__Aim__:
Write out all of the lines below again, multiplying every bounding-box coordinate by 1.75 and rounding each result to a whole number, with halves rounded up. Leave everything else unchanged.

Entries drawn from a collection:
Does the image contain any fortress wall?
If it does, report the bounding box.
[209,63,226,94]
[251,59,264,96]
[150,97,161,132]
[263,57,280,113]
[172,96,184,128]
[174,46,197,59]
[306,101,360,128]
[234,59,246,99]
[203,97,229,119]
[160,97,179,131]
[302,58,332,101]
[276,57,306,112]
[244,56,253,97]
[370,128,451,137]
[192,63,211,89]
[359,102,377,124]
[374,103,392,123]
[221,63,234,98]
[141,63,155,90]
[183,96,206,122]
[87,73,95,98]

__Correct output__:
Does the image contain any fortress wall?
If it does, report the bounding box.
[366,110,396,165]
[439,103,462,168]
[263,170,282,231]
[460,100,490,198]
[301,168,322,224]
[305,81,345,103]
[536,177,630,224]
[410,103,431,173]
[355,170,401,208]
[280,170,313,229]
[529,102,581,177]
[483,100,536,196]
[427,98,443,170]
[648,224,789,240]
[336,110,369,156]
[628,179,660,217]
[655,180,686,215]
[387,110,410,172]
[247,110,271,158]
[320,168,361,214]
[152,128,166,172]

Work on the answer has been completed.